DESCRIPTION OF THE TASK
The answer should hold every line of the listing, unchanged and free of images.

- - - - - - -

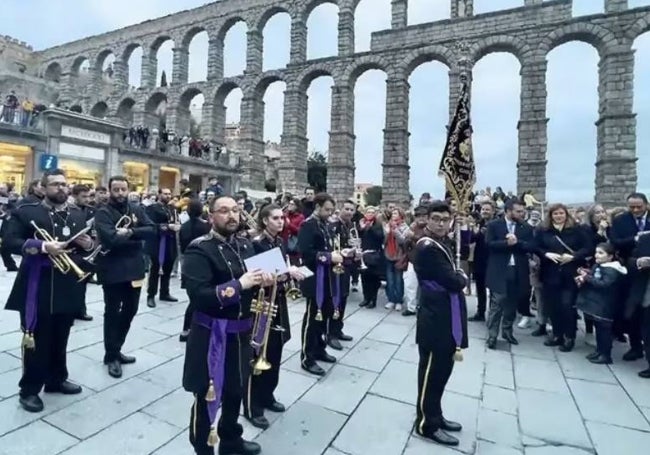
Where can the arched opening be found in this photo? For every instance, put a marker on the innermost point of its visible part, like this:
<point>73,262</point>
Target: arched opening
<point>572,109</point>
<point>235,42</point>
<point>642,109</point>
<point>156,112</point>
<point>53,72</point>
<point>428,115</point>
<point>370,16</point>
<point>323,31</point>
<point>496,87</point>
<point>277,41</point>
<point>99,110</point>
<point>197,46</point>
<point>164,57</point>
<point>369,123</point>
<point>133,59</point>
<point>125,111</point>
<point>424,11</point>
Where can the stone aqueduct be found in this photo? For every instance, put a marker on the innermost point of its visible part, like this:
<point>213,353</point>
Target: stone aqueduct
<point>529,32</point>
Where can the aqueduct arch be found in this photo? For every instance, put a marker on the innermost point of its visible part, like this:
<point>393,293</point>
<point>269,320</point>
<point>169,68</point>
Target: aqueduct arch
<point>458,43</point>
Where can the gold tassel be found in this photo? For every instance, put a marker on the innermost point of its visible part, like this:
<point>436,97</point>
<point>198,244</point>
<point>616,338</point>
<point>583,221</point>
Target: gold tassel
<point>213,438</point>
<point>211,395</point>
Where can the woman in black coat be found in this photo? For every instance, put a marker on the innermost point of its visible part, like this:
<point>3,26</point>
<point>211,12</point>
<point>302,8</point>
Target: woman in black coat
<point>563,247</point>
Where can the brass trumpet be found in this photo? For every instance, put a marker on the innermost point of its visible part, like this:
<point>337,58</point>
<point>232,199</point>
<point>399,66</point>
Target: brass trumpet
<point>63,263</point>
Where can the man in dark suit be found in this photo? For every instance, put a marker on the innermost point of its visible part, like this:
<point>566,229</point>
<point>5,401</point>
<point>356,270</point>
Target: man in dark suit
<point>508,240</point>
<point>627,229</point>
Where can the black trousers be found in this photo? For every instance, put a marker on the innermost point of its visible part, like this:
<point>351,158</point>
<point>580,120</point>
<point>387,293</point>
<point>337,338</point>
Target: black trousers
<point>235,377</point>
<point>434,370</point>
<point>120,307</point>
<point>313,332</point>
<point>155,276</point>
<point>260,389</point>
<point>46,363</point>
<point>559,301</point>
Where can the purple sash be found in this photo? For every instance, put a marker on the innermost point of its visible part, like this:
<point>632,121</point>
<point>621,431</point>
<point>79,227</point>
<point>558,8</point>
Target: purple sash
<point>219,328</point>
<point>456,323</point>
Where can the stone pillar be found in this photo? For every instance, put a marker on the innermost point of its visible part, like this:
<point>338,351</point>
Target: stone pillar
<point>180,66</point>
<point>298,53</point>
<point>346,32</point>
<point>215,58</point>
<point>532,127</point>
<point>395,181</point>
<point>399,13</point>
<point>254,51</point>
<point>252,142</point>
<point>292,168</point>
<point>616,174</point>
<point>340,162</point>
<point>615,6</point>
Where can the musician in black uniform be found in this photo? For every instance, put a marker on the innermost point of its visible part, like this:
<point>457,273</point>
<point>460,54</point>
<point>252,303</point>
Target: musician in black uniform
<point>315,243</point>
<point>342,228</point>
<point>218,353</point>
<point>441,330</point>
<point>162,248</point>
<point>261,387</point>
<point>121,269</point>
<point>47,299</point>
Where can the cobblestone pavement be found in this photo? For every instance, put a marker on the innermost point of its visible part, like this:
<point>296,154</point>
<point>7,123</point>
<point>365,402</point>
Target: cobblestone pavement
<point>529,400</point>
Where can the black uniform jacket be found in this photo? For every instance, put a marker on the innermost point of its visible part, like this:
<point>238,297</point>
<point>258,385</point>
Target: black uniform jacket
<point>162,215</point>
<point>433,329</point>
<point>57,293</point>
<point>125,260</point>
<point>211,261</point>
<point>264,242</point>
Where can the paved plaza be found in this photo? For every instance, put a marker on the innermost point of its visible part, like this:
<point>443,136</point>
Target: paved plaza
<point>528,400</point>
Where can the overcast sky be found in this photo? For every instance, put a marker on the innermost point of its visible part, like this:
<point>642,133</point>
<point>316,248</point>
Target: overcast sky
<point>572,87</point>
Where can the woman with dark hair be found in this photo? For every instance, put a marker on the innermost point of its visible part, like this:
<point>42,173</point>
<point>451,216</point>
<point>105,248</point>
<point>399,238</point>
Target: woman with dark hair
<point>193,228</point>
<point>563,247</point>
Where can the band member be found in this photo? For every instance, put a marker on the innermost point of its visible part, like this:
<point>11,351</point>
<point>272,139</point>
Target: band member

- - - - - - -

YOUR SOLUTION
Where can the arched opening be found in this photo? For every instance, put a marker on the innermost point of its visible part, like this:
<point>73,262</point>
Target: arched opening
<point>572,109</point>
<point>235,42</point>
<point>642,109</point>
<point>156,112</point>
<point>53,72</point>
<point>428,115</point>
<point>370,16</point>
<point>323,31</point>
<point>496,87</point>
<point>277,41</point>
<point>99,110</point>
<point>197,46</point>
<point>164,57</point>
<point>369,123</point>
<point>133,59</point>
<point>125,111</point>
<point>424,11</point>
Where can the stone aqueduct be found in this photo? For every instance, put a marker on the innermost point of its visible part, like this:
<point>213,353</point>
Target: stone aqueduct
<point>529,32</point>
Where can the aqueduct arch be found in this photo? For every instance, put a marker on the innermost point of its visible part, like this:
<point>393,293</point>
<point>269,320</point>
<point>169,68</point>
Target: aqueduct arch
<point>458,43</point>
Where can the gold tassel be found in this photo? For every instance, put a marker on the innermost point of its visible part, like this:
<point>436,97</point>
<point>198,244</point>
<point>616,338</point>
<point>583,221</point>
Target: gold tassel
<point>213,438</point>
<point>211,395</point>
Where can the woman in black coat be found in this photo? For every instance, put a marker on the innermost point of its visible part, like this:
<point>3,26</point>
<point>211,12</point>
<point>302,8</point>
Target: woman in black coat
<point>563,247</point>
Where can the brass trumpet be found in this photo? For every instance, put a marker on the innermost point of its visible part, like this:
<point>337,58</point>
<point>232,199</point>
<point>399,66</point>
Target: brass trumpet
<point>63,263</point>
Where can the man in dark suit be found in this photo? For every instance, put a marker on the innermost point of its visible part, like this:
<point>566,229</point>
<point>5,401</point>
<point>356,270</point>
Target: man in dark suit
<point>508,240</point>
<point>627,229</point>
Where can the black trousers be found in this photo? For every instance, put a marker on the innermost point of its visible part, like this:
<point>351,158</point>
<point>580,120</point>
<point>387,293</point>
<point>337,338</point>
Target: black trousers
<point>235,377</point>
<point>434,370</point>
<point>120,307</point>
<point>313,332</point>
<point>155,276</point>
<point>260,389</point>
<point>46,363</point>
<point>559,301</point>
Where can the purple sash be found in this photo? For every instance, put a marker on the innermost point of its visible part, like this:
<point>632,121</point>
<point>621,431</point>
<point>79,227</point>
<point>558,8</point>
Target: purple sash
<point>219,328</point>
<point>456,323</point>
Where can the stone pillar be found in this photo? For every instance, put a marker on the innermost point of its visible part, like this:
<point>338,351</point>
Target: stone pillar
<point>180,66</point>
<point>298,53</point>
<point>346,32</point>
<point>215,58</point>
<point>532,127</point>
<point>395,181</point>
<point>399,13</point>
<point>254,51</point>
<point>252,142</point>
<point>292,168</point>
<point>616,174</point>
<point>340,162</point>
<point>615,6</point>
Where can the musician in black uniform be found in this photo? For every instance, put a marker on the innermost point of its visible part, like this:
<point>457,273</point>
<point>460,54</point>
<point>252,303</point>
Target: musician in black uniform
<point>315,243</point>
<point>342,228</point>
<point>218,353</point>
<point>441,330</point>
<point>162,248</point>
<point>261,387</point>
<point>121,269</point>
<point>47,299</point>
Where can the cobblestone pavement be found in this photo? For every instance, put a marker on the innermost point of its visible part, like this:
<point>296,154</point>
<point>7,123</point>
<point>365,402</point>
Target: cobblestone pavement
<point>529,400</point>
Where can the black uniform jacket be found in this photo? For every instance, put a marker on the innermost point of its visible part, like this:
<point>238,297</point>
<point>258,385</point>
Target: black uniform jacket
<point>162,215</point>
<point>433,329</point>
<point>57,293</point>
<point>125,260</point>
<point>211,261</point>
<point>264,242</point>
Where can the paved plaza be found in this photo? For every instance, put a marker on the innermost point of its visible part, like this:
<point>443,136</point>
Target: paved plaza
<point>528,400</point>
Where can the overcast sky be found in this photo? For every instance, put a marker on the innermost point of its visible part, like this:
<point>642,133</point>
<point>316,248</point>
Target: overcast sky
<point>572,87</point>
Where can the woman with dark hair be found in this photo? For every instance, put a marker on the innermost point of its visible part, like this:
<point>42,173</point>
<point>451,216</point>
<point>105,248</point>
<point>399,238</point>
Target: woman with dark hair
<point>193,228</point>
<point>563,247</point>
Where can the band member be found in this photo? For every instance, put a marker on the innermost point of its visible part, like this:
<point>11,351</point>
<point>272,139</point>
Target: band member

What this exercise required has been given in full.